> **TO DO**: Report every line of the material below that contains the string "fluffy", treating uppercase and lowercase as different.

(Raw records)
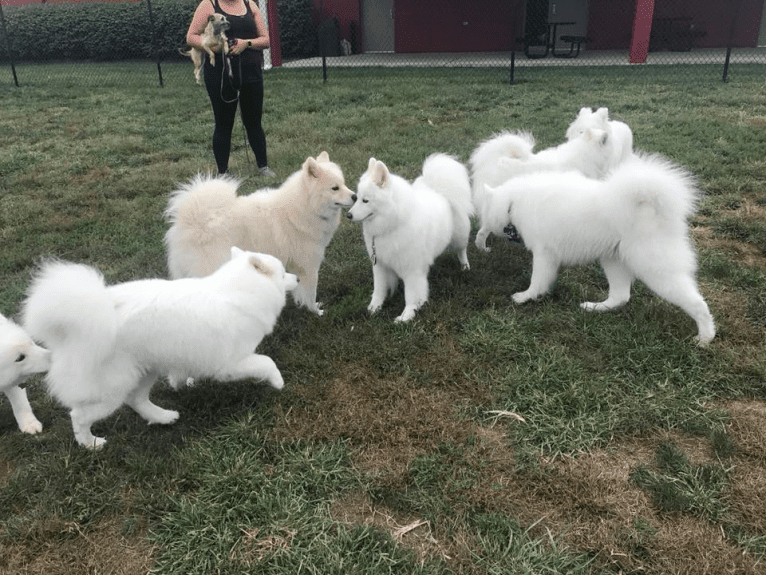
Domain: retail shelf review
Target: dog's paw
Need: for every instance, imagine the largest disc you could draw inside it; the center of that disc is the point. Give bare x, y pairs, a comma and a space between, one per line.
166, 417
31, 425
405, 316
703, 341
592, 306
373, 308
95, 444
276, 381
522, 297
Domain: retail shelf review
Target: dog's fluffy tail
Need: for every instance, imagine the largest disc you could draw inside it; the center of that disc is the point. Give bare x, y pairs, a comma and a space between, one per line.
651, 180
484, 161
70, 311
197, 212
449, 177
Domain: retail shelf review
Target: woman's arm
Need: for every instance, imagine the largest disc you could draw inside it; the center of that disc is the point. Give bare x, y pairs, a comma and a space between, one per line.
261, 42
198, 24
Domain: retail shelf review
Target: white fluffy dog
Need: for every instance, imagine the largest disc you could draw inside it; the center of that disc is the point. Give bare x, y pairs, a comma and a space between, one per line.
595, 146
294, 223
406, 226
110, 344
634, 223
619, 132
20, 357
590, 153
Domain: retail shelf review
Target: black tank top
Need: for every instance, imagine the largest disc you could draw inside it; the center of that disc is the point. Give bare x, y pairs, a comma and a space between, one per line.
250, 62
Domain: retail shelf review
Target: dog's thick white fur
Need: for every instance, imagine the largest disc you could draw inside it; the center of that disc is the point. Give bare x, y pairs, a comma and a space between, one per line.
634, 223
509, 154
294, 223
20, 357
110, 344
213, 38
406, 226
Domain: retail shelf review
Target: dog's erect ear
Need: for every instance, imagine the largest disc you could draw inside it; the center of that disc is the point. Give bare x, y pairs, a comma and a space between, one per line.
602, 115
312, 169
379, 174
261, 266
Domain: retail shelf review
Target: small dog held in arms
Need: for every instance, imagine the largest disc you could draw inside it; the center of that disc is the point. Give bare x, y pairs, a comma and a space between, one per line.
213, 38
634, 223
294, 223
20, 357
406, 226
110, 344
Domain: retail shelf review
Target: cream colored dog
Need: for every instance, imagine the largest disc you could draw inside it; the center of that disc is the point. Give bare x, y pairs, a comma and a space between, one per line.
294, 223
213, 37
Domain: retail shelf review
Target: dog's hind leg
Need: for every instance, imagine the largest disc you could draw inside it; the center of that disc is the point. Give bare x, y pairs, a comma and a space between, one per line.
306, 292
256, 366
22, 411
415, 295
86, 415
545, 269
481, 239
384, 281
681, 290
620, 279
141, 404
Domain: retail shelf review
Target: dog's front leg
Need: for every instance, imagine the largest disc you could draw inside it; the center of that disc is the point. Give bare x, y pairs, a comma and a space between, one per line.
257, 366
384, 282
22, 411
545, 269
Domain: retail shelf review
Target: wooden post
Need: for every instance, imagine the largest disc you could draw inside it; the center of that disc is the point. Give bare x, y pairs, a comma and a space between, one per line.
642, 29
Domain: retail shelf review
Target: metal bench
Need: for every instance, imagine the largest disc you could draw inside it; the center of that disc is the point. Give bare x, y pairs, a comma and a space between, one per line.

> **WRITTEN ANSWER**:
Target: dog's fluffy tail
Target: white fluffy dog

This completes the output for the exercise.